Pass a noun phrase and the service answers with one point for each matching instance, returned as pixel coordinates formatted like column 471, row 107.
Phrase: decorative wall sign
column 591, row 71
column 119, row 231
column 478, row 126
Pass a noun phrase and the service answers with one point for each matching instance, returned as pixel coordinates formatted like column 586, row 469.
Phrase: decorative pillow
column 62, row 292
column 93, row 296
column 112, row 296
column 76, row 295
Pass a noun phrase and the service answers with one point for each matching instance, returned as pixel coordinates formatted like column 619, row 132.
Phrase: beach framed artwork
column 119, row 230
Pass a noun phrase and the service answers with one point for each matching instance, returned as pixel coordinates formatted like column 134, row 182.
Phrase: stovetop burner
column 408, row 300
****************
**Task details**
Rewrite all of the data above, swapping every instance of "noun phrase" for "short description" and leaving everything else unchanged.

**Expected answer**
Pass a short description and the service answers with one point for each matching instance, returned as pixel coordinates formatted like column 471, row 107.
Phrase: decorative wall sign
column 591, row 71
column 119, row 231
column 478, row 126
Pass a short description and the service answers with one point for each matching instance, returned as pixel coordinates formatted like column 586, row 469.
Phrase: decorative pillow
column 62, row 292
column 93, row 296
column 112, row 296
column 76, row 295
Pass a short description and the service answers with one point for each matching instance, returned as pixel coordinates formatted like column 619, row 132.
Phrase: beach framed artwork
column 119, row 230
Pass a short description and the service answers with one point for each matching instance, returned as pixel coordinates formatted like column 134, row 182.
Phrase: stovetop burner
column 408, row 300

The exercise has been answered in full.